### [Your instructions]
Write each line exactly, from the line that holds "The automated pipeline tagged black bag" through the final line of the material, and no other line.

### [Source records]
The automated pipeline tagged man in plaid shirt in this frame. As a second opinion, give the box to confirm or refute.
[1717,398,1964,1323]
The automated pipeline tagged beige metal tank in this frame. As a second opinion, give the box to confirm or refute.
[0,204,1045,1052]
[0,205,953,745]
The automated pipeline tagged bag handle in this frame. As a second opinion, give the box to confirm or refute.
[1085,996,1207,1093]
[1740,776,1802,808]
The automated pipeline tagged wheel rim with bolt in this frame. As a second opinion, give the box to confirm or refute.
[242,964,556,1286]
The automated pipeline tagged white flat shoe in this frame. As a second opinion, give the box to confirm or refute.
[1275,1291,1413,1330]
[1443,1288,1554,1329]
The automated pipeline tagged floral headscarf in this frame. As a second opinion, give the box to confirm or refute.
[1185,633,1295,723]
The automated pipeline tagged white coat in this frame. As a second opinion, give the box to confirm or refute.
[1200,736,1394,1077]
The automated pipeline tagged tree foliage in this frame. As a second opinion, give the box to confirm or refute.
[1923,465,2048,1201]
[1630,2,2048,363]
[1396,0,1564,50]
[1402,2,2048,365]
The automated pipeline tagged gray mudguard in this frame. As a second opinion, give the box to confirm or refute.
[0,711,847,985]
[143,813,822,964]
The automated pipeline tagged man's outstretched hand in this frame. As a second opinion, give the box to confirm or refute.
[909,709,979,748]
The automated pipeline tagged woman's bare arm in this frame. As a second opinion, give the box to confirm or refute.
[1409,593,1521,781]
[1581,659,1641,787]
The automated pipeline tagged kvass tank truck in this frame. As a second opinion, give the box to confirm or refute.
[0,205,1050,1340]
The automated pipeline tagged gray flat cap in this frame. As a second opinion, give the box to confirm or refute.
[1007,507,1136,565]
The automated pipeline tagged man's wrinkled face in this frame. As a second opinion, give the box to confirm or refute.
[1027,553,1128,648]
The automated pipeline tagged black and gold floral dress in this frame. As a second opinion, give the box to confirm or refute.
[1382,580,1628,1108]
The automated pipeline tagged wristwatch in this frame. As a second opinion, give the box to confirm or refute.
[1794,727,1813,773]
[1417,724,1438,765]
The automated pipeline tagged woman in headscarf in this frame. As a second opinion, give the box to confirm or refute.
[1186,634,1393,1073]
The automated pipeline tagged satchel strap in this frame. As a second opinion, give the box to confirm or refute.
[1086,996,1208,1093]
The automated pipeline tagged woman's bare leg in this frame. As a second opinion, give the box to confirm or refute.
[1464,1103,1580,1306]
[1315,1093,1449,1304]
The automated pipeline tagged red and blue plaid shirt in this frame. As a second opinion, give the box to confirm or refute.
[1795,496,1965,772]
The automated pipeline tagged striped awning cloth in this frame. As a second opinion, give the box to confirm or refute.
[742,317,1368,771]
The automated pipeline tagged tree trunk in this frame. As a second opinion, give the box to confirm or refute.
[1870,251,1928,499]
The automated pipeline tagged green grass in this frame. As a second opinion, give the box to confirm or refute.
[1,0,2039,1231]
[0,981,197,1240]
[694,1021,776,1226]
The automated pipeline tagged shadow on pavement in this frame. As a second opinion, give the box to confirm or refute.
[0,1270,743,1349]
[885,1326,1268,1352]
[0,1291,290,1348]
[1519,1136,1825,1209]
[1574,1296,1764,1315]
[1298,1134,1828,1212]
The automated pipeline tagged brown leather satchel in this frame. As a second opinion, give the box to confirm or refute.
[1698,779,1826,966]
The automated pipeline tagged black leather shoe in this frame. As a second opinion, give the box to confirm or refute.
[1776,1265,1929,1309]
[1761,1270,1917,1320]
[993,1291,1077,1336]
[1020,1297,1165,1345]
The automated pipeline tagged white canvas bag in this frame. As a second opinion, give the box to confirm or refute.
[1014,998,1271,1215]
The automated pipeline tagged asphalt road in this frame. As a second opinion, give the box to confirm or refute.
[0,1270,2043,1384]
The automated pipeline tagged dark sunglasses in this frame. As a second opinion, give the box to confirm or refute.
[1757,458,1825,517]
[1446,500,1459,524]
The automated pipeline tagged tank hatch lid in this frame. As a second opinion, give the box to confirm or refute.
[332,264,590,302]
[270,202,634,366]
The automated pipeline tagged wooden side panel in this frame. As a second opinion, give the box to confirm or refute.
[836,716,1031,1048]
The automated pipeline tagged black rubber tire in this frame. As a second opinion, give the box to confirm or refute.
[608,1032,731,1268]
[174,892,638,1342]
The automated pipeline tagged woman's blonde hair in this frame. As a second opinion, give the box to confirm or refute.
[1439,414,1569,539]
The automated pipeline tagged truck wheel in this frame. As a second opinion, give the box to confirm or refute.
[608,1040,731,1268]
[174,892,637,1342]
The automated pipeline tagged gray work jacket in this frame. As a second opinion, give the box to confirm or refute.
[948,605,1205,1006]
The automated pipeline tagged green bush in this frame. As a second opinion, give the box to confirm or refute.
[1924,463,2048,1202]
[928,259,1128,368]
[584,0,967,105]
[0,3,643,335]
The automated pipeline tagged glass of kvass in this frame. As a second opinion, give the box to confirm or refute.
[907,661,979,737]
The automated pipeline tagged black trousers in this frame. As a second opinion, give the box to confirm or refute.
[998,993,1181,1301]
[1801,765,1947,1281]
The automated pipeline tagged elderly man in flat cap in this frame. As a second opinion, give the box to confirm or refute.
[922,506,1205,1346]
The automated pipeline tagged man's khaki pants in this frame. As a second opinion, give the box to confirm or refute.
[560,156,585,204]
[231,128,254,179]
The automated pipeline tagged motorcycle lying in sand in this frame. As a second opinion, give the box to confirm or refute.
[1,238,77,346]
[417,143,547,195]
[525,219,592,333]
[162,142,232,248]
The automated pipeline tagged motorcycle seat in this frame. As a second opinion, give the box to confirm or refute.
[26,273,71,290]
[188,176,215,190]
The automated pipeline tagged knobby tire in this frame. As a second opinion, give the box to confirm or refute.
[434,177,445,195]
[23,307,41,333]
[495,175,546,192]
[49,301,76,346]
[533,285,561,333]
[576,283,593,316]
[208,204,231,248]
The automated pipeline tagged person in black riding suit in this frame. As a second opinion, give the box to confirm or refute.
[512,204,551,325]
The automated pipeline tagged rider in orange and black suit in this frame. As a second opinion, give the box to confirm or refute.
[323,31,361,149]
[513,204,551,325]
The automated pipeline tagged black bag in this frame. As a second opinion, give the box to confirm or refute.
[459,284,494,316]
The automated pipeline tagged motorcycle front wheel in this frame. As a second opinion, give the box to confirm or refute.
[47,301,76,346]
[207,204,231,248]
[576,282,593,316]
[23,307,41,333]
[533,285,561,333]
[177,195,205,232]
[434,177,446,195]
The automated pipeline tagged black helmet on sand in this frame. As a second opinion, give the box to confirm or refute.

### [Answer to this exercise]
The automated pipeline tagged black bag in this frame. As a second opinion, give the box to confirm or refute.
[459,284,494,316]
The automated pipeline tagged motorcycle front wheel in this frame. As a second opinion, give the box to confirm or refute.
[47,301,76,346]
[207,204,231,248]
[576,282,593,316]
[23,307,41,333]
[533,285,561,333]
[177,195,205,232]
[434,177,446,195]
The automated pipeline tagged black helmet on sand in this frame. As a second opinion, give the box to confirm or refute.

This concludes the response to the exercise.